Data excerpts
• • • • •

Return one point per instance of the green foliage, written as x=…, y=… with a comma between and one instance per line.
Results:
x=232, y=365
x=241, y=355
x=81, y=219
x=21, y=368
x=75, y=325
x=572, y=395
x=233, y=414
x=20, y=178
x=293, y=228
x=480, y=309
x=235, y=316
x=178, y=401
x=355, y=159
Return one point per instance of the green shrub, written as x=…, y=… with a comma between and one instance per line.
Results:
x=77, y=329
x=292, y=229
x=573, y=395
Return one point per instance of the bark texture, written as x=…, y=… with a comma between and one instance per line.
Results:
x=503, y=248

• • • • •

> YOUR OBJECTIVE: The answer must be a single number: the count of lines in the data that contain the word "green".

> ANSWER TO THIS TASK: 2